:: Directive ::
Reproduce every line of the records below from the line with "tagged: bottled drink in fridge" to the line with "top-left (442, 330), bottom-right (476, 430)", both ends included and the requests kept, but shift each answer's bounding box coordinates by adding 142 to every number. Leave the format samples in the requests unchanged.

Bounding box annotation records

+ + +

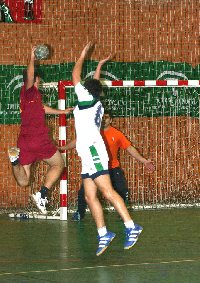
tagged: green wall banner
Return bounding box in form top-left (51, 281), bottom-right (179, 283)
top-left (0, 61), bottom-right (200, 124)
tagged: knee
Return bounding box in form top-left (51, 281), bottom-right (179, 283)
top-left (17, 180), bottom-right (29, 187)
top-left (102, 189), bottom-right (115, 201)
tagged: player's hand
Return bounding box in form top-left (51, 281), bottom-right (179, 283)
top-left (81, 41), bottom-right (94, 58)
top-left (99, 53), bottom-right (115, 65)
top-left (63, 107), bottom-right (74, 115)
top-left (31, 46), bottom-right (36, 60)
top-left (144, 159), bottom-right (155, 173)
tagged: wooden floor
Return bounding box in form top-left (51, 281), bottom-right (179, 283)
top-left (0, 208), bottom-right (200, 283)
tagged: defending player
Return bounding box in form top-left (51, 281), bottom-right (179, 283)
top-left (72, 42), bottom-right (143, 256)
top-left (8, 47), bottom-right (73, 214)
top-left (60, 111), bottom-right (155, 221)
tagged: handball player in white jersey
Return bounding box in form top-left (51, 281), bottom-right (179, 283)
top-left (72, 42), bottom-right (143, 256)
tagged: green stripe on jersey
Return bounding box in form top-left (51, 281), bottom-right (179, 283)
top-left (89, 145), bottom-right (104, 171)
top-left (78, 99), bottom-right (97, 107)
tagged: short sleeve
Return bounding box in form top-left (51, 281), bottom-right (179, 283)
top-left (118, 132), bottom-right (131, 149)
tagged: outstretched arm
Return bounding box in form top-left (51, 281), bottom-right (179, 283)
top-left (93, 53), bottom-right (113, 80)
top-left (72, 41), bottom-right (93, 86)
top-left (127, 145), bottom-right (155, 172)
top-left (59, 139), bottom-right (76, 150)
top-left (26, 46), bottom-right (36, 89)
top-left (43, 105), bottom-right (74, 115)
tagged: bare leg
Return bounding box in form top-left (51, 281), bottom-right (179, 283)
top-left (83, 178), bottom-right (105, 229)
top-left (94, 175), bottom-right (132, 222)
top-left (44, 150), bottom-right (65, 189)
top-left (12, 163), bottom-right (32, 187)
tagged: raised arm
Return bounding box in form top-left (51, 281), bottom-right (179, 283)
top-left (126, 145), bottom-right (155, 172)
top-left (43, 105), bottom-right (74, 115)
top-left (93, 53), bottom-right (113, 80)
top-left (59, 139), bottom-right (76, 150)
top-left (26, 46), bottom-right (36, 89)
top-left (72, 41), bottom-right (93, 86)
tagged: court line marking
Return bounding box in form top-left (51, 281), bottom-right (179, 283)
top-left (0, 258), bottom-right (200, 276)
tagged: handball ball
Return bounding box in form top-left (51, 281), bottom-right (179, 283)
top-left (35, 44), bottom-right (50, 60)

+ + +

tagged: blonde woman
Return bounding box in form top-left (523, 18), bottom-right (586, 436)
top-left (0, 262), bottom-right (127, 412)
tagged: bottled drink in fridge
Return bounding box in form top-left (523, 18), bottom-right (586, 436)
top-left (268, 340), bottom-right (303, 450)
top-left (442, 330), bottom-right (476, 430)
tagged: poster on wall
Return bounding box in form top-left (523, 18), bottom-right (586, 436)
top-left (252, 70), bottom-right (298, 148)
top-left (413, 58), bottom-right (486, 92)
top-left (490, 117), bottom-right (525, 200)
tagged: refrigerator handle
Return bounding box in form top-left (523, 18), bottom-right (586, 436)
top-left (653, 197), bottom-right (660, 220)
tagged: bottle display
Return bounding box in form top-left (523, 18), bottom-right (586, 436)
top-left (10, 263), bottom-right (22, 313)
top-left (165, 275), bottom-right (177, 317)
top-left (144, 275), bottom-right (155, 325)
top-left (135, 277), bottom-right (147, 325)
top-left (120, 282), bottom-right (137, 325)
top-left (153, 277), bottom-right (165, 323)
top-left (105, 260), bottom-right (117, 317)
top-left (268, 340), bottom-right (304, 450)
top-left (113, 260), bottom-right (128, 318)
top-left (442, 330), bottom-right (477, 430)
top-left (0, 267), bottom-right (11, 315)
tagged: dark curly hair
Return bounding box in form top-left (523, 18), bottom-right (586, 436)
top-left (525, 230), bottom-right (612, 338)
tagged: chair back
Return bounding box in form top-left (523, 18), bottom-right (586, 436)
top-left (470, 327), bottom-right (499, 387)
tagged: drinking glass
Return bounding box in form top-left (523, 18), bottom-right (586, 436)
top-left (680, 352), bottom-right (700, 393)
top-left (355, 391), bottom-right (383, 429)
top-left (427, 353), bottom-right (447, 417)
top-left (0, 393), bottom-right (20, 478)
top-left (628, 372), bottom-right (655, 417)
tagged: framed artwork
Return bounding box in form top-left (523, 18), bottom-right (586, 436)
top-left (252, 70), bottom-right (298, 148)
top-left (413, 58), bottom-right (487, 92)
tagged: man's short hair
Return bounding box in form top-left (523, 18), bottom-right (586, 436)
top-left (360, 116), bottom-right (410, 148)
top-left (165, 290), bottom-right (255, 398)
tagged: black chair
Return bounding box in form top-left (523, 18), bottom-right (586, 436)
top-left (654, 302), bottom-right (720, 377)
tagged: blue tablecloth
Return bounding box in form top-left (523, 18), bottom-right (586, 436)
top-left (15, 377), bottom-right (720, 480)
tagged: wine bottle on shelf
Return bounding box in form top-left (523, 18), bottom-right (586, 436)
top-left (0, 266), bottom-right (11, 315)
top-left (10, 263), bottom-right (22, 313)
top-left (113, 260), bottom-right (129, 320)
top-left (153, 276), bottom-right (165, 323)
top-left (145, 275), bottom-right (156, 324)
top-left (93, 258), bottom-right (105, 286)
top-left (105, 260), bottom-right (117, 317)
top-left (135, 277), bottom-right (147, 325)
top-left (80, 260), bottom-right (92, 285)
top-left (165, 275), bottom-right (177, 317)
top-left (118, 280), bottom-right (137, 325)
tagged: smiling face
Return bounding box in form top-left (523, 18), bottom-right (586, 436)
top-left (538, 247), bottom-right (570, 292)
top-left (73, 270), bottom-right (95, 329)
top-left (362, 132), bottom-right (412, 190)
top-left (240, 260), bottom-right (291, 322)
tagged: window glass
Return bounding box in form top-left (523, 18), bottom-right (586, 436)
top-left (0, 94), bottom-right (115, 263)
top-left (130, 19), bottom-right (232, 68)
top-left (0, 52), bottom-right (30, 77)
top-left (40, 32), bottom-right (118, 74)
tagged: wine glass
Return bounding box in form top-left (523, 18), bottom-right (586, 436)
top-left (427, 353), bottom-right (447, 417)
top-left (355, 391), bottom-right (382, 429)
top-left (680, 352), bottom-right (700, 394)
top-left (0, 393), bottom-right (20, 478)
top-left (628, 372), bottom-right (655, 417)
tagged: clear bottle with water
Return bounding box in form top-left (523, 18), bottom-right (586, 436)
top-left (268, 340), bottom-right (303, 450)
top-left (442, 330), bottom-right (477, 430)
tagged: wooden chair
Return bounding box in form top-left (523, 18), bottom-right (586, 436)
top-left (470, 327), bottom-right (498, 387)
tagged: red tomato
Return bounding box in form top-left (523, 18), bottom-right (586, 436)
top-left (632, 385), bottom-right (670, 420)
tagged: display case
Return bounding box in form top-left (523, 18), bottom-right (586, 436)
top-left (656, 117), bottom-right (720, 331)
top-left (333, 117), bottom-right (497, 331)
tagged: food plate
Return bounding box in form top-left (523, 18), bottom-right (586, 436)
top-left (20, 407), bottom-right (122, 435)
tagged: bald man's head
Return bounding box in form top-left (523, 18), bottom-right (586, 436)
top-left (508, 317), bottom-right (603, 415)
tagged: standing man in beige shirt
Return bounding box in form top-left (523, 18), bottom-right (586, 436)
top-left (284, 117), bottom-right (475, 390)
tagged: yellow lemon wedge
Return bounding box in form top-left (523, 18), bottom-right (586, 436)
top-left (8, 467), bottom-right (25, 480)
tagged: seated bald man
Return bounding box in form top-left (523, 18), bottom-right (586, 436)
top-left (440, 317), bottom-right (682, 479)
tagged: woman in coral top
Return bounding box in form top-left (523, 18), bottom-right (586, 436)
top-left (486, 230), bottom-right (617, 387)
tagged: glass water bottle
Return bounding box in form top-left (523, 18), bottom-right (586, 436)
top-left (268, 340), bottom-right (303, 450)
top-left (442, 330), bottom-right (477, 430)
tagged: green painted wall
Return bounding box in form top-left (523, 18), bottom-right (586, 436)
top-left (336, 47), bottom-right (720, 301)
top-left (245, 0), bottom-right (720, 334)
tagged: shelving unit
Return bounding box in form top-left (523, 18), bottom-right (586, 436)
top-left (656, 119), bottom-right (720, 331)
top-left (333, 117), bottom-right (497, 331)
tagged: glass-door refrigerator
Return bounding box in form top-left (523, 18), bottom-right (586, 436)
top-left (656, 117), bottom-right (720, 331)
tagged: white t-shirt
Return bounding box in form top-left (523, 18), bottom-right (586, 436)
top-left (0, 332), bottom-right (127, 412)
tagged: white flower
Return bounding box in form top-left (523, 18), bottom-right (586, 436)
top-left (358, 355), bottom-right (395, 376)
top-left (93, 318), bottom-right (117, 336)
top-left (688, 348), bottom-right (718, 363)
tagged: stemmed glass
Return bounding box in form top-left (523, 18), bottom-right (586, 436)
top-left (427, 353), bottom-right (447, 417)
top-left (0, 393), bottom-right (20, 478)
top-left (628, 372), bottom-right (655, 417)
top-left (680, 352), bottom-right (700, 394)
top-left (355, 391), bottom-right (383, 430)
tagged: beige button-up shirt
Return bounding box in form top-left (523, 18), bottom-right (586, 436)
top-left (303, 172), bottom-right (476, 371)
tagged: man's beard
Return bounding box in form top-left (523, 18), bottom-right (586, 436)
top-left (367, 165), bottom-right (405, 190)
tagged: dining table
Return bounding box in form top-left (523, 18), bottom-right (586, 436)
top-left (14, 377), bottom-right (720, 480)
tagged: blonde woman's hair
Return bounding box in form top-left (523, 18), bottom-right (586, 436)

+ + +

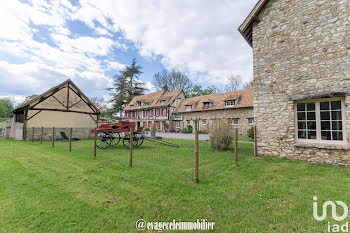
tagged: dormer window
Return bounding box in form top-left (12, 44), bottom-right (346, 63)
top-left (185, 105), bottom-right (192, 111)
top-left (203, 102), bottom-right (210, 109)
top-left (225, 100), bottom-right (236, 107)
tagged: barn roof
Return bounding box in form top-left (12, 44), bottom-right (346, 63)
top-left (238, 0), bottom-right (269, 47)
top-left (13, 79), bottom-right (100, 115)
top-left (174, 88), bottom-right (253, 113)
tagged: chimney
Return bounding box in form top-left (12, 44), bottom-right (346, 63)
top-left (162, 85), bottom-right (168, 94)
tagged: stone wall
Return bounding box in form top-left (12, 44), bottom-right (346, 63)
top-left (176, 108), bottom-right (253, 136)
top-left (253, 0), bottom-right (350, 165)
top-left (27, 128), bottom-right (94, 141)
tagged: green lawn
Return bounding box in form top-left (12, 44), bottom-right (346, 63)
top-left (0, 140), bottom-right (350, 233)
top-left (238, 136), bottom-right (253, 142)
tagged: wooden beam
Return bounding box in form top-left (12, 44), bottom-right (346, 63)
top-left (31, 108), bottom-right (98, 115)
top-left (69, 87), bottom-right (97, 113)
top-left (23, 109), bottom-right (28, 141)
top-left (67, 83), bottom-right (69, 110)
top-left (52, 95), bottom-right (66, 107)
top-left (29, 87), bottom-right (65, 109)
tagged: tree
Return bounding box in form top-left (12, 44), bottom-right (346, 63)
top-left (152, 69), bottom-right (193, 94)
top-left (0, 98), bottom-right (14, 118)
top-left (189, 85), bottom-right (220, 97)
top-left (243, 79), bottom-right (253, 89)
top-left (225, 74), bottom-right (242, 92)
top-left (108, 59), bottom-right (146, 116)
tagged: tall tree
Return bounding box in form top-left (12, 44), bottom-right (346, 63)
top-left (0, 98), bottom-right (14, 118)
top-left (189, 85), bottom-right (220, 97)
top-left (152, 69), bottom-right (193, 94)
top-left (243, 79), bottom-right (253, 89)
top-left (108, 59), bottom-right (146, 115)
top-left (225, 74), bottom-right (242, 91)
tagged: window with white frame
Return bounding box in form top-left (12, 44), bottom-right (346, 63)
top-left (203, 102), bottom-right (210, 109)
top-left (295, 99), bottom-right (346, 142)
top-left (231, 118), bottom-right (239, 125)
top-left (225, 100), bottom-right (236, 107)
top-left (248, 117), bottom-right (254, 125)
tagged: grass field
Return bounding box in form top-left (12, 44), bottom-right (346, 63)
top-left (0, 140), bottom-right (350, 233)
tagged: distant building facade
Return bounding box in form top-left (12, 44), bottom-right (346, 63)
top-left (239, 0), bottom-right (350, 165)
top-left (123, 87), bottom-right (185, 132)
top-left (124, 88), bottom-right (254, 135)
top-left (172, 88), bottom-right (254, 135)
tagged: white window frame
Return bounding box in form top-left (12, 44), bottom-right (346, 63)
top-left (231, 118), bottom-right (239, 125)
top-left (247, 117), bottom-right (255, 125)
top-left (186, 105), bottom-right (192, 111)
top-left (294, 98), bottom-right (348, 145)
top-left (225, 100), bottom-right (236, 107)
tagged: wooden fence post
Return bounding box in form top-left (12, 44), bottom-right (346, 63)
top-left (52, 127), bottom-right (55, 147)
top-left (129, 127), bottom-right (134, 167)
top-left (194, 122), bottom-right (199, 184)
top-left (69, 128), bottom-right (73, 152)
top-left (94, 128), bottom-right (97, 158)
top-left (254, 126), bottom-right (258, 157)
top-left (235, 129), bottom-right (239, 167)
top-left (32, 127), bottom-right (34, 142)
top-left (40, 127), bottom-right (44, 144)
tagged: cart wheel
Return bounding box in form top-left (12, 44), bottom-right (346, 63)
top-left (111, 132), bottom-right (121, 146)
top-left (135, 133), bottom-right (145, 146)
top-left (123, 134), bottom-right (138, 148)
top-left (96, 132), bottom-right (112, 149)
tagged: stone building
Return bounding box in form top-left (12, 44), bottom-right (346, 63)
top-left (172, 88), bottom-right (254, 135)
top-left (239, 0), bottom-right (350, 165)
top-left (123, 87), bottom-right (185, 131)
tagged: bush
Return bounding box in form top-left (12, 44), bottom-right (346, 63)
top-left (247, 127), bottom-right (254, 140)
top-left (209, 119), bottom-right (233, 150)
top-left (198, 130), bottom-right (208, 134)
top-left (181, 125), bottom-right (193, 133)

+ + +

:: Completed exercise ::
tagged: bottled drink in fridge
Return bounding box in form top-left (523, 18), bottom-right (586, 436)
top-left (410, 482), bottom-right (445, 592)
top-left (584, 472), bottom-right (618, 572)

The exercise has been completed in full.